- PROBLEM DESCRIPTION -
Update the listing below by changing each "shrub" to "bush" and keeping every other line as it is.

- RECORDED DATA -
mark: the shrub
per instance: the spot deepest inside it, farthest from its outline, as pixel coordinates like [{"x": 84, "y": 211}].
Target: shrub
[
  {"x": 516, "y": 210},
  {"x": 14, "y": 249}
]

- TASK SOLUTION -
mark: the bush
per instance: the spot deepest inside it, farthest from its outline, as pixel coordinates like [{"x": 84, "y": 211}].
Target: bush
[
  {"x": 516, "y": 210},
  {"x": 14, "y": 249}
]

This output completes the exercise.